- **EXCERPT PROVIDED**
ImageWrapper data range is internally kept as None until some image

data is read. But the dataRange property will return cal_min/cal_max
if no data has been read. Some documentation added too.

fsl/data/imagewrapper.py

@@ -6,6 +6,25 @@
 #
 """This module provides the :class:`ImageWrapper` class, which can be used
 to manage data access to ``nibabel`` NIFTI images.
+
+There are some confusing terms used in this module, so it may be of use to
+get their definitions straight:
+
+  - *Coverage*:  The portion of an image that has been covered in the data
+                 range calculation. The ``ImageWrapper`` keeps track of
+                 the coverage for individual volumes within a 4D image (or
+                 slices in a 3D image).
+
+  - *Slice*:     Portion of the image data which is being accessed. A slice
+                 comprises either a tuple of ``slice`` objects (or integers),
+                 or a sequence of ``(low, high)`` tuples, specifying the
+                 index range into each image dimension that is covered by
+                 the slice.
+
+  - *Expansion*: A sequence of ``(low, high)`` tuples, specifying an
+                 index range into each image dimension, that is used to
+                 *expand* the *coverage* of an image, based on a given set of
+                 *slices*.

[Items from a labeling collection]
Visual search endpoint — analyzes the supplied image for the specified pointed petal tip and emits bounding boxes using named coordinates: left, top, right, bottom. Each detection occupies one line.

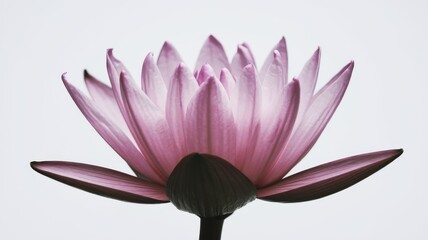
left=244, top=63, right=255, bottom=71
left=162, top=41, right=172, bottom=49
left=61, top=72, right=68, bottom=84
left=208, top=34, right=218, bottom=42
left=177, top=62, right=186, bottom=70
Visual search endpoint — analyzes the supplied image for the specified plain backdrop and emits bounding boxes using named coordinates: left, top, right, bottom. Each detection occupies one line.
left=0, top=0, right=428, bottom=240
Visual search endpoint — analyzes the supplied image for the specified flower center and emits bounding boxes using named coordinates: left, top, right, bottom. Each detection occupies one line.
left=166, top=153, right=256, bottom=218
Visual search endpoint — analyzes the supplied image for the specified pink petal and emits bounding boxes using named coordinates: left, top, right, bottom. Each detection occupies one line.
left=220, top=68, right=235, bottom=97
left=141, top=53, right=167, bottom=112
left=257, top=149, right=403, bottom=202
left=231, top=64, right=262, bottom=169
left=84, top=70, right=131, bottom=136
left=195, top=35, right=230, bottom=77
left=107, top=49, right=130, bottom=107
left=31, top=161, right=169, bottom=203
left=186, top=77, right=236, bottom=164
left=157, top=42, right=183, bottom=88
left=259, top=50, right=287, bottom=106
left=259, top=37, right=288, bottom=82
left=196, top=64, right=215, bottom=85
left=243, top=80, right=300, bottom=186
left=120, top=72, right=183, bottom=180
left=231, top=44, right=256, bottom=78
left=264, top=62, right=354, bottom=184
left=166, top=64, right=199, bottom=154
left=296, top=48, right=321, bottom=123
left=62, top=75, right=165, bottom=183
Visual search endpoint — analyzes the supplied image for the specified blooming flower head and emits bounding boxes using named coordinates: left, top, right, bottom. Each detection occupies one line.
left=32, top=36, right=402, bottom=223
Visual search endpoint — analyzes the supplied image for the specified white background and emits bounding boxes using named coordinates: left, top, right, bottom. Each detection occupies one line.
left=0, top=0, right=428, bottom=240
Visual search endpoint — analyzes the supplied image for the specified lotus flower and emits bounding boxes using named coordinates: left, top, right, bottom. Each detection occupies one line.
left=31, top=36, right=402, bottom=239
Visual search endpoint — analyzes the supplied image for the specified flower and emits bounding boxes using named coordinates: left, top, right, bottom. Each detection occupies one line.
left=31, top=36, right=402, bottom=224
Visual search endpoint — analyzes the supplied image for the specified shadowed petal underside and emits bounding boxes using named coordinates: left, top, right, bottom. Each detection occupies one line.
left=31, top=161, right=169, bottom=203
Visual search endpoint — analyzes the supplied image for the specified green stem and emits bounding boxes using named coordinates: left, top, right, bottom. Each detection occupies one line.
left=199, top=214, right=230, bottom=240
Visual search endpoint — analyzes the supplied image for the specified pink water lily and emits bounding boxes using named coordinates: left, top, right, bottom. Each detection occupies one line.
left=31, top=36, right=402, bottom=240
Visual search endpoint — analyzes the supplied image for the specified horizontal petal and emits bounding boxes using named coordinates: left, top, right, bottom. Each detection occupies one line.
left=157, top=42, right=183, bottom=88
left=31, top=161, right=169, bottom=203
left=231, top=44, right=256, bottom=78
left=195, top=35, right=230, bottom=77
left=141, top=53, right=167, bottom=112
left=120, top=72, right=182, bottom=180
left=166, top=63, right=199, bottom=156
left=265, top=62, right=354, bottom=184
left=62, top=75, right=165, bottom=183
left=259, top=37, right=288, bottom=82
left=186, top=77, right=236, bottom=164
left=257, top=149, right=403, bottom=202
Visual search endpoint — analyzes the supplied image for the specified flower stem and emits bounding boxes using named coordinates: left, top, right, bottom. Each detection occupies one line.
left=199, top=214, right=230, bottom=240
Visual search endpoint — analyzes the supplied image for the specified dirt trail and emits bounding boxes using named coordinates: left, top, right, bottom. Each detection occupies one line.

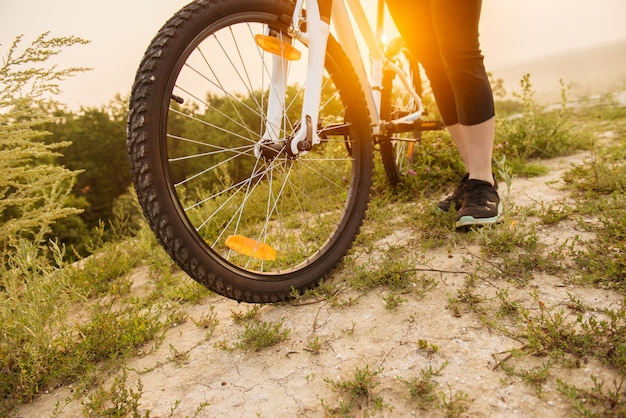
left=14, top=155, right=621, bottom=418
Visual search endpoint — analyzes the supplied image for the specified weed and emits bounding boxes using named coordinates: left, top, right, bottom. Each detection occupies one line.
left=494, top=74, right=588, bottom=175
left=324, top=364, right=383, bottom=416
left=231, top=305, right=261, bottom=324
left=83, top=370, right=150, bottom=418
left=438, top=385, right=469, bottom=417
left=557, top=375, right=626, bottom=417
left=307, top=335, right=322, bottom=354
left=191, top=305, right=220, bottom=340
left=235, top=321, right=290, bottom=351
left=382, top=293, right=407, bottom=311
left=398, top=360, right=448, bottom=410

* * *

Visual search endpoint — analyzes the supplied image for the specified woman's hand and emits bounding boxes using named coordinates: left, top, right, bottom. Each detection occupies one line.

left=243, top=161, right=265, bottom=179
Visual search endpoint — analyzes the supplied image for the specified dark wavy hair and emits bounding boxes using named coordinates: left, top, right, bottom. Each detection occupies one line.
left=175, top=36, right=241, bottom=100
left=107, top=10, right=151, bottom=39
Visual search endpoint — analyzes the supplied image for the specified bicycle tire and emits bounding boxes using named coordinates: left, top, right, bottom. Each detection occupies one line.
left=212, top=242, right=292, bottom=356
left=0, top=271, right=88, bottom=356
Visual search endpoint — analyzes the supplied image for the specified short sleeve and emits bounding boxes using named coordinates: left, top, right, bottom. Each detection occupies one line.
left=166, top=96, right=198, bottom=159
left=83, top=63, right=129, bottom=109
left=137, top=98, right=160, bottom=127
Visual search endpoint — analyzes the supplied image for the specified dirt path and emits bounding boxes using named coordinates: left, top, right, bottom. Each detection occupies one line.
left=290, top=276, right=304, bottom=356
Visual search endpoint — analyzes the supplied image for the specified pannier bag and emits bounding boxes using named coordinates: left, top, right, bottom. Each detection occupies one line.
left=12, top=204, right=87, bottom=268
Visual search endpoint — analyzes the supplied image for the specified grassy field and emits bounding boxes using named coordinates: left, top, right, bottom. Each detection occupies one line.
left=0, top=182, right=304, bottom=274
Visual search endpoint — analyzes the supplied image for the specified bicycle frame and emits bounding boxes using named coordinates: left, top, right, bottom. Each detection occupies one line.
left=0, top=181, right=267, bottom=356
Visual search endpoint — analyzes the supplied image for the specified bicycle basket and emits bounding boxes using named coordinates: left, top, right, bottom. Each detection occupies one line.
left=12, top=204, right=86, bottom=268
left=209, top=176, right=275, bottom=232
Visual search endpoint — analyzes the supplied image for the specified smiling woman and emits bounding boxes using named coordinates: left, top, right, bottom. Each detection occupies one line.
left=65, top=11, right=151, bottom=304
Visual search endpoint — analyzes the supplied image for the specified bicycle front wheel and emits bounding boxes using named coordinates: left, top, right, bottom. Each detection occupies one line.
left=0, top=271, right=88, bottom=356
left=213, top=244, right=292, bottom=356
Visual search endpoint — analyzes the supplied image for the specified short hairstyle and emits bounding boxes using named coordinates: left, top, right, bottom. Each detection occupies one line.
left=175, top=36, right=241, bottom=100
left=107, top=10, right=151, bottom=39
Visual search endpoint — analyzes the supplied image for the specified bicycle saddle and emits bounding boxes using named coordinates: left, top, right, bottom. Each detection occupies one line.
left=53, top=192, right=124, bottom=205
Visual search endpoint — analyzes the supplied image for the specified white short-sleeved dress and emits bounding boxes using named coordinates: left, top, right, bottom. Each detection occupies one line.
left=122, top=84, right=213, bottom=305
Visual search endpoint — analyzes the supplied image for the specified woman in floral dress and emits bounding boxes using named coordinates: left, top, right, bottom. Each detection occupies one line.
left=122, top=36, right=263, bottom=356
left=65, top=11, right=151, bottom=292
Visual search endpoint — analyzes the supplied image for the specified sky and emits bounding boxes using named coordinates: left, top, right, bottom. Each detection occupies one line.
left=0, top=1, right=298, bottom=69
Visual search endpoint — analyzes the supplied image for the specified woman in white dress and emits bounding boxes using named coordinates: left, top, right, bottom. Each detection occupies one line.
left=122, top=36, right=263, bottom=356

- **GIVEN REQUEST**
Extend the ImageWrapper diff beyond its last line shown.

- **SOLVED PROBLEM**
 """
 
 
@@ -26,10 +45,11 @@ class ImageWrapper(notifier.Notifier):
     """The ``ImageWrapper`` class is a convenience class which manages data
     access to ``nibabel`` NIFTI images. The ``ImageWrapper`` class can be
     used to:
+
     
       - Control whether the image is loaded into memory, or kept on disk
     
-      - Incrementally update the known image  data range, as more image
+      - Incrementally update the known image data range, as more image
         data is read in.
 
 
@@ -87,10 +107,7 @@ class ImageWrapper(notifier.Notifier):
 
         # The current known image data range. This
         # gets updated as more image data gets read.
-        # We default to whatever is stored in the
-        # header (which may or may not contain useful
-        # values).
-        self.__range = (float(hdr['cal_min']), float(hdr['cal_max']))
+        self.__range = None, None
 
         # The coverage array is used to keep track of
         # the portions of the image which have been
@@ -130,7 +147,16 @@ class ImageWrapper(notifier.Notifier):
         """Returns the currently known data range as a tuple of ``(min, max)``
         values.
         """
-        return tuple(self.__range)
+        # If no image data has been read, we default
+        # to whatever is stored in the header (which
+        # may or may not contain useful values).
+        low, high = self.__range
+        hdr       = self.__image.get_header()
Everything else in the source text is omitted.